- _Selected excerpt_:
Court Of Appeals Finds Abandonment from Job Market Bars TTD Compensation
In State ex rel. Andrasi v. Indus Comm., 2016-Ohio-4971, the 10th District Court of Appeals found the claimant’s abandonment of the workforce barred his receipt of temporary total disability compensation.
The claimant had an allowed claim for which he had received various forms of compensation since 1991. In fact, the claimant had received PTD compensation at one point in the claim, which compensation was terminated when the Commission later determined the claimant was capable of sustained remunerative employment. In 2012, the claimant requested TTD compensation, but this request was denied because he testified he had received PERS disability since 1991 and that he had not worked since 1985. An SHO found the claimant essentially abandoned the labor market. Later in 2014, the claimant again filed for TTD compensation and the Commission denied the request relying on its previous finding that the claimant had abandoned the workforce.
The claimant filed a mandamus action in the 10th District Court of Appeals. The court’s magistrate denied the writ on the ground there was some evidence to support the Commission’s order. The court of appeals agreed with the magistrate. Because there was no evidence the claimant had returned to the workforce after the 2012 TTD hearing, the Commission did not abuse its discretion in denying TTD.
Court of Appeals Finds Widow to be Partial Dependent
R.C. 4123.59 governs the payment of death benefits. R.C. 4123.59(B) provides death benefits for persons who are wholly dependent upon the decedent at the time of death. R.C. 4123.59(C) provided death benefits to partially dependent persons at the time of death. R.C. 4123.23(D) creates a presumption that a surviving spouse is wholly dependent on the decedent if he/she was living with the decedent at that time of death.

- _Task list_:
1. In the workers' compensation summary, since what year had the claimant received PERS disability?
2. List every Ohio Revised Code provision cited in the workers' compensation summary.
3. Rewrite the workers' compensation summary between "Court of Appeals Finds Widow" and "that time of death.", inclusive, substituting "deceased worker" for each occurrence of "decedent".

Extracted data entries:

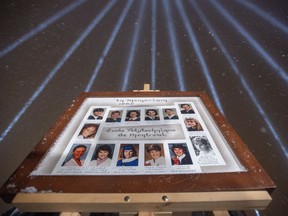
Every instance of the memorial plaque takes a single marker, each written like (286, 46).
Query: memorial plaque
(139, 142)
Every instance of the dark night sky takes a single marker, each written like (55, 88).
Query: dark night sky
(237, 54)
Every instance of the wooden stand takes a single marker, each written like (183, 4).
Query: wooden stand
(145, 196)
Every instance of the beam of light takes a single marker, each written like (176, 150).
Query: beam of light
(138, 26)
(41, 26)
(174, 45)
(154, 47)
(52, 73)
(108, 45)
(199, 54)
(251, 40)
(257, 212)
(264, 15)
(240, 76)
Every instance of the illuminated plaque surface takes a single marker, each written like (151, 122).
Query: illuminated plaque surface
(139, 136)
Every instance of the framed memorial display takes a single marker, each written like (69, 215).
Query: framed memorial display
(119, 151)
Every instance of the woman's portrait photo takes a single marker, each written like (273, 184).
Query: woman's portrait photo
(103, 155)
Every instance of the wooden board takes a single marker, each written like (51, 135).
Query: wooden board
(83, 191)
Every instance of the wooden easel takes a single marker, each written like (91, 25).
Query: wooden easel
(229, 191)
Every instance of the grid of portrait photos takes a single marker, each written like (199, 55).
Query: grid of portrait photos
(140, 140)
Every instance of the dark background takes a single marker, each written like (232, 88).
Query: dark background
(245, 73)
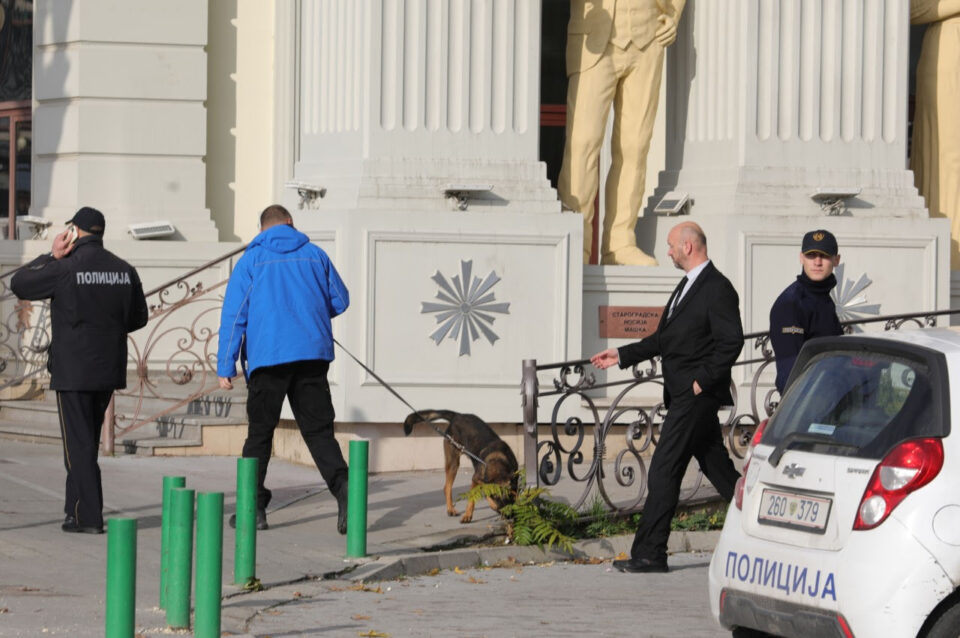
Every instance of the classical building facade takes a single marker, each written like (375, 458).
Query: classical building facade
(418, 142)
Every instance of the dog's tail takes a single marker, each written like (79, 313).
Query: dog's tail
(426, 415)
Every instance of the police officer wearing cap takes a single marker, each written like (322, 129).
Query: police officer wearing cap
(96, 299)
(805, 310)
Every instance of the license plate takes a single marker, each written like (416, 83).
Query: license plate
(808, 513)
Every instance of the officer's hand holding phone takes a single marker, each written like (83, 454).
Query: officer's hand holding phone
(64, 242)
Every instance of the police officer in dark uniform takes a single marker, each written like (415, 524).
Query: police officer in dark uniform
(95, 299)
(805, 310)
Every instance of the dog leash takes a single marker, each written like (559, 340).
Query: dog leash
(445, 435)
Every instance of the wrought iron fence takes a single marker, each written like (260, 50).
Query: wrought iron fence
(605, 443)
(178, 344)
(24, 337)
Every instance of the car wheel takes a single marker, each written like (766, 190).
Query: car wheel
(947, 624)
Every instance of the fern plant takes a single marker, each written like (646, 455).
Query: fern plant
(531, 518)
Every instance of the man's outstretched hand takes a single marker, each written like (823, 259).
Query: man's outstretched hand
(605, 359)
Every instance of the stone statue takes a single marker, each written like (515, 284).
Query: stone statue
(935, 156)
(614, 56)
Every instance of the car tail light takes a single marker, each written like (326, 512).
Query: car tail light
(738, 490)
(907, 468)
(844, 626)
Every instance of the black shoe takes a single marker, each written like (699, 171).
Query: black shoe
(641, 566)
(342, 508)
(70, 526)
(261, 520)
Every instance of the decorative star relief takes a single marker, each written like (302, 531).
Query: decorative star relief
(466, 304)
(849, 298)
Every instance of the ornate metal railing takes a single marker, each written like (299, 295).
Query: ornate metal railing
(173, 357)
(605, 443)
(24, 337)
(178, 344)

- _Solutions to each task_:
1. Since 1991.

2.
R.C. 4123.59
R.C. 4123.59(B)
R.C. 4123.59(C)
R.C. 4123.23(D)

3.
Court of Appeals Finds Widow to be Partial Dependent
R.C. 4123.59 governs the payment of death benefits. R.C. 4123.59(B) provides death benefits for persons who are wholly dependent upon the deceased worker at the time of death. R.C. 4123.59(C) provided death benefits to partially dependent persons at the time of death. R.C. 4123.23(D) creates a presumption that a surviving spouse is wholly dependent on the deceased worker if he/she was living with the deceased worker at that time of death.